Problem to solve | Copy the passage below about Easter at Montgomeryville Baptist word for word, from "Montgomeryville Baptist, a" up to and including "remember Easter especially.".

Montgomeryville Baptist, a venerable stone church with several huge maples in front and a sprawling cemetery behind, sits proudly on the south side of Pike 309. Rumor has it George Washington once worshiped there.
For most people it is a typical evangelical Baptist church. But for me, it is special—my father was the pastor and it was there I worshiped as a teenager.
Worship from Sunday to Sunday was quite typical—a few hymns, prayers, Scripture reading, and sermon. But at least twice a year—Christmas and Easter—worship leaped out of second gear into overdrive. I remember Easter especially.
Easter was not simply a single day at Montgomeryville. It always included at least Palm Sunday, Good Friday, and Easter Sunday itself. What made these days memorable was the style of worship. We moved out of the usual verbal communications alone to act out the events.
I have long since forgotten the sermons, but I can still remember marching with a palm in my hand, standing before the large, wooden cross, and getting up early for the open-air sunrise service before an empty tomb.

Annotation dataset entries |
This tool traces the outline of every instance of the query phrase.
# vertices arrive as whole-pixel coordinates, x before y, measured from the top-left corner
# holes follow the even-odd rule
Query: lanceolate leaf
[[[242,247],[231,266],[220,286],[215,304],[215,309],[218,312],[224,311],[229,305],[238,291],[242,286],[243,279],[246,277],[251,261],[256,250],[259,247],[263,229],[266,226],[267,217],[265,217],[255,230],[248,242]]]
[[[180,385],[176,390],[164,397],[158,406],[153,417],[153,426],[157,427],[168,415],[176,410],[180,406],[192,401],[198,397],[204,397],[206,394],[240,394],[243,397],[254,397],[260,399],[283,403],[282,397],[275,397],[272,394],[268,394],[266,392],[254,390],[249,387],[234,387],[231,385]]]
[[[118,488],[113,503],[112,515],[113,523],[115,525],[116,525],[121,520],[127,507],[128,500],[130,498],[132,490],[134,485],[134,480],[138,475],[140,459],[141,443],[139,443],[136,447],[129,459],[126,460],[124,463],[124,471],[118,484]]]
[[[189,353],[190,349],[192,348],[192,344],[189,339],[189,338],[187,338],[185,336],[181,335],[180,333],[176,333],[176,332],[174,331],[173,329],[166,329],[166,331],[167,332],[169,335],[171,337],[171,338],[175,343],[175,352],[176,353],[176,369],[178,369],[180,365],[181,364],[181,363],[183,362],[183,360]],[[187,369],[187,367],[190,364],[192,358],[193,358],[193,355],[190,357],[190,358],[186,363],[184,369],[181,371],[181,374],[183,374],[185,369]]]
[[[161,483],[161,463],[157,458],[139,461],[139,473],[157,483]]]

Answer for the task |
Montgomeryville Baptist, a venerable stone church with several huge maples in front and a sprawling cemetery behind, sits proudly on the south side of Pike 309. Rumor has it George Washington once worshiped there.
For most people it is a typical evangelical Baptist church. But for me, it is special—my father was the pastor and it was there I worshiped as a teenager.
Worship from Sunday to Sunday was quite typical—a few hymns, prayers, Scripture reading, and sermon. But at least twice a year—Christmas and Easter—worship leaped out of second gear into overdrive. I remember Easter especially.